What the task requires:
Word for word, reproduce every line of the data below.

Source material:
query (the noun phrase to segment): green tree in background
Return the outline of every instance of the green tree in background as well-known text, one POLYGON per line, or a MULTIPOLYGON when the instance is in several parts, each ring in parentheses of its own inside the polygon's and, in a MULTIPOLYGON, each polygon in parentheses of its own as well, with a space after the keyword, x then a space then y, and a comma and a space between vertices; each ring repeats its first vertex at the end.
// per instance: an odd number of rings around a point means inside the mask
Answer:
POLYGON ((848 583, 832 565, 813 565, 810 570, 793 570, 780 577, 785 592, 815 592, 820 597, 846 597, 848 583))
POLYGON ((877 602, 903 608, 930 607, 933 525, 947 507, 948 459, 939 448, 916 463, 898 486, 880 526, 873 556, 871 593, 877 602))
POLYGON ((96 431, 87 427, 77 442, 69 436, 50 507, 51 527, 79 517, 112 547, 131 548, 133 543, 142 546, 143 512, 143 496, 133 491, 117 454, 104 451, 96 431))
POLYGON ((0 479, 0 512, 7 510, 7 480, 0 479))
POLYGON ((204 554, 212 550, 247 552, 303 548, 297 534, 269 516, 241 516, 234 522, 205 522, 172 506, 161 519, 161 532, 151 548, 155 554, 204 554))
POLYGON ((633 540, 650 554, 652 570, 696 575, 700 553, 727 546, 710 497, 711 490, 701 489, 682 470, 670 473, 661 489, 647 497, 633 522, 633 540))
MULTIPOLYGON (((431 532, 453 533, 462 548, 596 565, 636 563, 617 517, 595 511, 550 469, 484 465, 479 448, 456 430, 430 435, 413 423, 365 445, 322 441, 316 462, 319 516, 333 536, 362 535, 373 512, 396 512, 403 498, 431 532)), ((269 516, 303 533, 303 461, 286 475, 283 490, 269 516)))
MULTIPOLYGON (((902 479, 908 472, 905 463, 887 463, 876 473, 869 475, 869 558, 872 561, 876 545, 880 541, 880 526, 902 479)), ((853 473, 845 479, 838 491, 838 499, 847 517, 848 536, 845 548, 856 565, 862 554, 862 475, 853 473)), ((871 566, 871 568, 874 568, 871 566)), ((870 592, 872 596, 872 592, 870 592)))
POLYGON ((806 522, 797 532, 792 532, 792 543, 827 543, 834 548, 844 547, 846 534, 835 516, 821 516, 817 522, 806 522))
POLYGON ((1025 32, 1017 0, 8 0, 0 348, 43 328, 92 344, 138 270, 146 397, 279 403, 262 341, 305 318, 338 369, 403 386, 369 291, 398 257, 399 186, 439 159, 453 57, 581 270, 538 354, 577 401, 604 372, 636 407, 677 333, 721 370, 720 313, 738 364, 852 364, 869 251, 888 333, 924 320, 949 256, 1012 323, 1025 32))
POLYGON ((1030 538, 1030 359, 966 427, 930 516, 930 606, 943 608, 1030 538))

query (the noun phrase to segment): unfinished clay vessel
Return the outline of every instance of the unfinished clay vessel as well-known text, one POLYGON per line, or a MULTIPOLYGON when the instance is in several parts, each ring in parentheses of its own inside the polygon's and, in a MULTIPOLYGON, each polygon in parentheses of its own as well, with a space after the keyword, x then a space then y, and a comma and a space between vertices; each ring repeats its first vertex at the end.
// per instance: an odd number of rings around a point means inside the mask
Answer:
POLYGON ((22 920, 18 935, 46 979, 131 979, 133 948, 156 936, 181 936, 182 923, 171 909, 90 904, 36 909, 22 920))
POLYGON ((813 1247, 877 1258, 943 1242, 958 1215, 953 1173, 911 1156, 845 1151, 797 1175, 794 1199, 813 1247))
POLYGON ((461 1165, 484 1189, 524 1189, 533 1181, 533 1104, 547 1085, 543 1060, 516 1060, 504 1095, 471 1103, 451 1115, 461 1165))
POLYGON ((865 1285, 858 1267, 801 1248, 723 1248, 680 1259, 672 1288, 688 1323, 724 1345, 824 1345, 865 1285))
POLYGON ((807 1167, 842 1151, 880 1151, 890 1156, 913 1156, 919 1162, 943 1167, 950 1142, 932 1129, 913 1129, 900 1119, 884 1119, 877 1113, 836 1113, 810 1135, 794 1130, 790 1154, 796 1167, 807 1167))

Exercise output:
query (the noun phrase to segment): green tree in background
Return the outline of every instance of the green tree in background as well-known text, one POLYGON per line, or a MULTIPOLYGON when the instance is in several parts, each ring in parentheses of its own inside the polygon's and, in a MULTIPOLYGON, each polygon in parentheses of its own as well, with a space after the keyword, x then a space then y, and a comma and a space between vertices; each ring repeats its first vertex at the end.
// per instance: an odd number of rings around a point means inside the mask
Answer:
POLYGON ((848 583, 832 565, 813 565, 810 570, 793 570, 780 577, 785 592, 815 592, 820 597, 846 597, 848 583))
POLYGON ((877 602, 903 608, 930 607, 933 525, 947 507, 948 459, 939 448, 916 463, 898 486, 880 526, 873 556, 871 593, 877 602))
POLYGON ((96 431, 87 427, 77 442, 69 436, 50 507, 51 527, 79 517, 112 547, 131 548, 133 543, 142 546, 143 512, 143 496, 133 491, 117 454, 104 451, 96 431))
POLYGON ((0 479, 0 512, 7 510, 7 480, 0 479))
POLYGON ((204 554, 212 550, 247 552, 303 548, 297 534, 269 516, 241 516, 234 522, 205 522, 172 506, 161 519, 161 532, 151 548, 155 554, 204 554))
POLYGON ((633 540, 650 554, 652 570, 696 575, 700 553, 727 546, 710 497, 711 490, 701 489, 682 470, 670 473, 661 489, 647 497, 633 522, 633 540))
MULTIPOLYGON (((431 532, 453 533, 462 548, 596 565, 636 563, 617 517, 595 511, 550 469, 484 465, 479 448, 456 430, 430 435, 413 423, 365 445, 322 441, 316 462, 319 516, 333 536, 362 535, 373 512, 396 512, 403 498, 431 532)), ((269 516, 303 533, 303 461, 286 475, 283 490, 269 516)))
MULTIPOLYGON (((902 479, 908 472, 905 463, 887 463, 876 473, 869 475, 869 558, 872 561, 876 545, 880 541, 880 526, 902 479)), ((853 473, 845 479, 838 491, 838 499, 847 517, 848 536, 845 548, 856 565, 862 554, 862 475, 853 473)), ((871 566, 871 568, 874 568, 871 566)), ((870 592, 872 596, 872 592, 870 592)))
POLYGON ((806 522, 797 532, 792 532, 792 543, 827 543, 834 548, 844 547, 846 534, 835 516, 821 516, 817 522, 806 522))
POLYGON ((1025 32, 1017 0, 8 0, 0 348, 43 328, 92 344, 138 270, 146 397, 279 403, 262 341, 305 318, 338 369, 403 386, 369 291, 398 257, 399 186, 439 159, 453 57, 581 270, 538 354, 577 401, 604 372, 636 407, 677 333, 721 370, 720 313, 738 364, 852 364, 869 251, 888 333, 924 320, 949 256, 1012 323, 1025 32))
POLYGON ((1030 538, 1030 359, 966 427, 930 516, 930 606, 943 608, 1030 538))

query (the noun phrase to segment): unfinished clay vessel
Return the outline of every instance of the unfinished clay vessel as well-known text, one POLYGON per line, or a MULTIPOLYGON when the instance is in several parts, each ring in parentheses of its own inside the polygon's and, in a MULTIPOLYGON, each polygon in parentheses of its own as well, with a space after the keyword, x then a space then y, and a comma and a space between vertices; each ring repeats its first vertex at the end.
// per instance: an odd number of rings around a point means inside the mask
Answer:
POLYGON ((22 920, 18 935, 46 979, 131 979, 133 948, 156 936, 181 936, 182 923, 171 909, 90 904, 36 909, 22 920))
POLYGON ((813 1247, 877 1258, 943 1242, 958 1215, 953 1173, 911 1156, 845 1151, 797 1175, 794 1199, 813 1247))
POLYGON ((461 1165, 484 1189, 524 1189, 533 1181, 533 1104, 547 1085, 543 1060, 516 1060, 504 1095, 471 1103, 451 1115, 461 1165))
POLYGON ((865 1285, 858 1267, 801 1248, 723 1248, 680 1259, 672 1288, 688 1323, 724 1345, 824 1345, 865 1285))
POLYGON ((807 1167, 842 1151, 880 1151, 890 1156, 913 1156, 919 1162, 943 1167, 950 1142, 932 1129, 913 1129, 900 1119, 884 1119, 877 1113, 836 1113, 810 1135, 794 1130, 790 1154, 796 1167, 807 1167))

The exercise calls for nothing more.